» **TEXT SHOWN**:
========================================

Sicos1977 avatar Sicos1977 commented on June 28, 2024

Can you replace the IFilterReader constructors with this code? It will tell you if it is looking for a 32 or 64 bits ifilter

    #region Constructor en Destructor
    /// <summary>
    /// Creates an TextReader object for the given <paramref name="fileName"/>
    /// </summary>
    /// <param name="fileName">The file to read</param>
    /// <param name="extension">Overrides the file extension of the <paramref name="fileName"/>, 
    /// the extension is used to determine the <see cref="NativeMethods.IFilter"/> that needs to
    /// be used to read the <paramref name="fileName"/></param>
    /// <param name="disableEmbeddedContent">When set to <c>true</c> the <see cref="NativeMethods.IFilter"/>
    /// doesn't read embedded content, e.g. an attachment inside an E-mail msg file. This parameter is default set to <c>false</c></param>
    /// <param name="includeProperties">When set to <c>true</c> the metadata properties of
    /// a document are also returned, e.g. the summary properties of a Word document. This parameter
    /// is default set to <c>false</c></param>
    public FilterReader(string fileName, 
                        string extension = "",
                        bool disableEmbeddedContent = false,
                        bool includeProperties = false)
    {
        try
        {
            _fileName = fileName;
            _fileStream = File.OpenRead(fileName);

            if (string.IsNullOrWhiteSpace(extension))
                extension = Path.GetExtension(fileName); 

            _filter = FilterLoader.LoadAndInitIFilter(_fileStream, extension, disableEmbeddedContent, fileName);

            if (_filter == null)
            {
                if (string.IsNullOrWhiteSpace(extension))

========================================

» **Image region labeling entries**:

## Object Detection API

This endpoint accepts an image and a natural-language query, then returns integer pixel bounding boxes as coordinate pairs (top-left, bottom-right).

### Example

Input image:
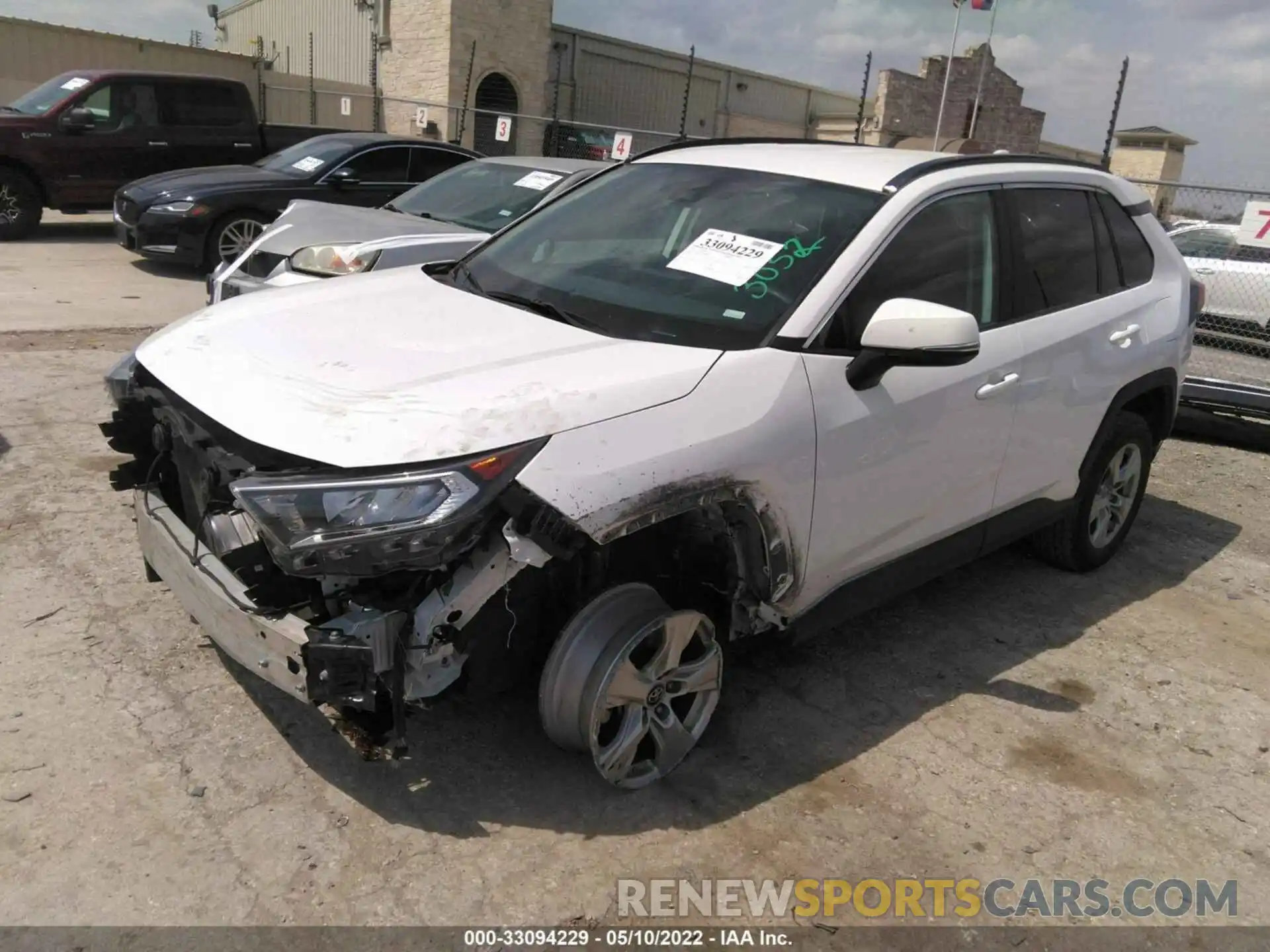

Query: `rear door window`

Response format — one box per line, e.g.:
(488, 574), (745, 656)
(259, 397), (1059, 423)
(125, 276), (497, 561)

(159, 83), (246, 128)
(1008, 188), (1099, 317)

========================================

» **REQUIRED TASK A**: List the names of every parameter that the FilterReader constructor in the forum post's code takes.
» **REQUIRED TASK B**: Retype the image region labeling entries word for word, but leave the pictures out.

» **PROBLEM SOLUTION A**: fileName, extension, disableEmbeddedContent, includeProperties

» **PROBLEM SOLUTION B**:
## Object Detection API

This endpoint accepts an image and a natural-language query, then returns integer pixel bounding boxes as coordinate pairs (top-left, bottom-right).

### Example

Input image:

Query: `rear door window`

Response format — one box per line, e.g.:
(488, 574), (745, 656)
(259, 397), (1059, 423)
(125, 276), (497, 561)

(159, 83), (246, 128)
(1008, 188), (1099, 317)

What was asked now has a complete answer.